>> start Page
One of the nicest things about collecting silver is that you can find objects that you can actually use without fear of chipping or breaking them. Furthermore, you can find useful items in almost every price range.

If you come from a generation that eats avocado whole, you can enhance the pleasure of eating it with a Georgian teaspoon at a cost of well under $100. The shape of an early George III fiddle pattern teaspoon is perfectly suited to scooping the avocado out of its skin. If you are of the younger generation, using a silver fork to smash it onto your multigrain sourdough will enhance the pleasure of preparing it. The marks on it will tell you where it was made, when it was made and who made it.

Further up the price scale you could consider collecting eighteenth century forks and spoons to be used on special occasions. These range in price from $100 to $300 each and are readily bought singly or in sets. You shouldn’t put them in the dishwasher but it you wash and dry them by hand you will find that you will not have to polish them.

At the upper range of the market a slip top spoon makes a perfect soup spoon. These were all made before 1650 and are a forerunner of the modern spoon. They are so called after the old word “slipping” meaning pruning, because, unlike other spoons of that era, they do not have an ornamental knop at the end. Any English silver made before the civil war of the mid century is rare and you are looking at a price range of $3,000 to $5,000.

Teapots come at a cost of anything between a few hundred dollars and many thousands of dollars. Whether you want the satisfaction of pouring your tea from a small “bachelors” teapot or impressing your guests with a grand Victorian tea set, there is a teapot for almost every pocket. A small teapot made early in the last century can be acquired for as little as $300. A Georgian or late Victorian teapot will usually start at $800 to $1000, rising to $10,000+ for a highly sought after George I “bullet” teapot. A Victorian or Edwardian tea set will range in cost number of vessels and their quality.
>> end Page
>> start Dataset entries
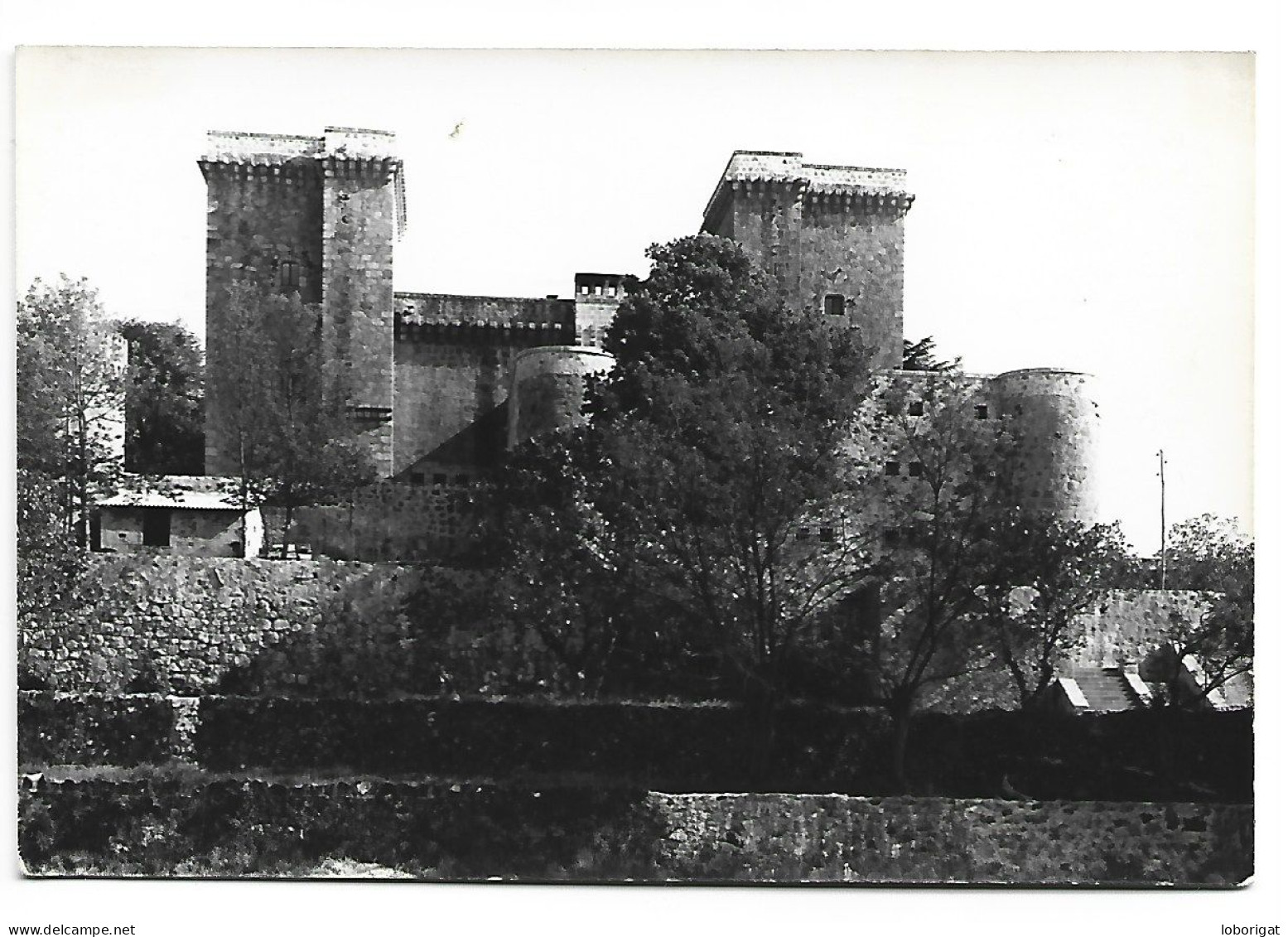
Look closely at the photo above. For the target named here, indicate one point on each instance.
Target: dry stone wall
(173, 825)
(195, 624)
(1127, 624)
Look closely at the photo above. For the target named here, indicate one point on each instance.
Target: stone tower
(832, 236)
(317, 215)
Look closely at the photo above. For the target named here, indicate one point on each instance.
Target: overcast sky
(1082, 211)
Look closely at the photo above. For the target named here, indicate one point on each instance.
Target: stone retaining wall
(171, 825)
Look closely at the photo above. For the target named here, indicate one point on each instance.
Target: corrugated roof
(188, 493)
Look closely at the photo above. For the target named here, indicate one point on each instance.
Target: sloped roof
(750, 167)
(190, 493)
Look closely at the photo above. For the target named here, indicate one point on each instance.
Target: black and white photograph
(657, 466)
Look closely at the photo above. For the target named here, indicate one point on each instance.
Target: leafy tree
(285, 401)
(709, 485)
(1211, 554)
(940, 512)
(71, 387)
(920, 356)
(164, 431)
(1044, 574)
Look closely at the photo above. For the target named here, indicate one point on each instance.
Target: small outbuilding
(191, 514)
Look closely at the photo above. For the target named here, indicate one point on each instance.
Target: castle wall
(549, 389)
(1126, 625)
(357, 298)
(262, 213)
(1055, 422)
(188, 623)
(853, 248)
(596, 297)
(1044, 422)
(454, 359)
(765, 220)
>> end Dataset entries
- [Tasks]
(A) Write down every line of the records word for word, leaving the pictures out.
(B) Add the next part of the piece on collecting silver, picking up right after its last sentence.

- [Task-by-task outputs]
(A)
Look closely at the photo above. For the target named here, indicate one point on each instance.
Target: dry stone wall
(173, 825)
(195, 624)
(1127, 624)
Look closely at the photo above. For the target named here, indicate one point on each instance.
Target: stone tower
(832, 236)
(317, 215)
Look closely at the photo above. For the target named here, indicate one point on each instance.
Target: overcast sky
(1082, 211)
Look closely at the photo above. For the target named here, indicate one point on each instance.
Target: stone retaining wall
(171, 825)
Look closely at the photo above. For the target named here, indicate one point on each instance.
Target: corrugated roof
(188, 493)
Look closely at the photo above. For the target named here, indicate one point on each instance.
Target: sloped roof
(750, 167)
(190, 493)
Look closely at the photo above. For the target named here, indicate one point on each instance.
Target: black and white photograph
(657, 466)
Look closely at the photo above. For the target named here, indicate one point on each instance.
Target: leafy tree
(285, 401)
(709, 485)
(1211, 554)
(940, 512)
(71, 387)
(920, 356)
(164, 431)
(1044, 574)
Look closely at the photo above. For the target named here, indicate one point on each instance.
Target: small outbuilding
(191, 514)
Look closely at the photo above. For the target named here, indicate one point on each instance.
Target: castle wall
(549, 389)
(1126, 625)
(357, 298)
(262, 213)
(1055, 422)
(188, 623)
(853, 248)
(596, 297)
(1044, 422)
(454, 359)
(765, 220)

(B)
A silver goblet is a wonderful thing to drink wine out of. If you are a red wine drinker, a little over two thirds of surveyed users preferred the taste of red wine drunk out of an ungilded silver goblet to the taste of it when drunk from a glass. The chemical interaction between the silver and the wine softens its taste and enhances the flavour of the wine. If you are a white wine drinker you could find a goblet that has a gilded interior. The gilded silver will not change the taste of the wine but, because silver is such a good conductor of heat and cold, a chilled wine will cool the goblet and enhance the physical sensation of it against your lips and against your fingers around the stem.

You can buy a good Victorian goblet for under $1000. Always look for a piece that is fully and clearly hallmarked. Many goblets are hallmarked on the side of the cup and these are worn more easily than those that are marked to the underside of the foot. You should be able to read the marks that will tell you where it was made, when it was made and who made it. If you buy it from a dealer, they should be able to tell you what the marks are and you can easily verify them by going on to the net and searching one of the major silver sites. Most auction houses will also to this, but they are not as reliable.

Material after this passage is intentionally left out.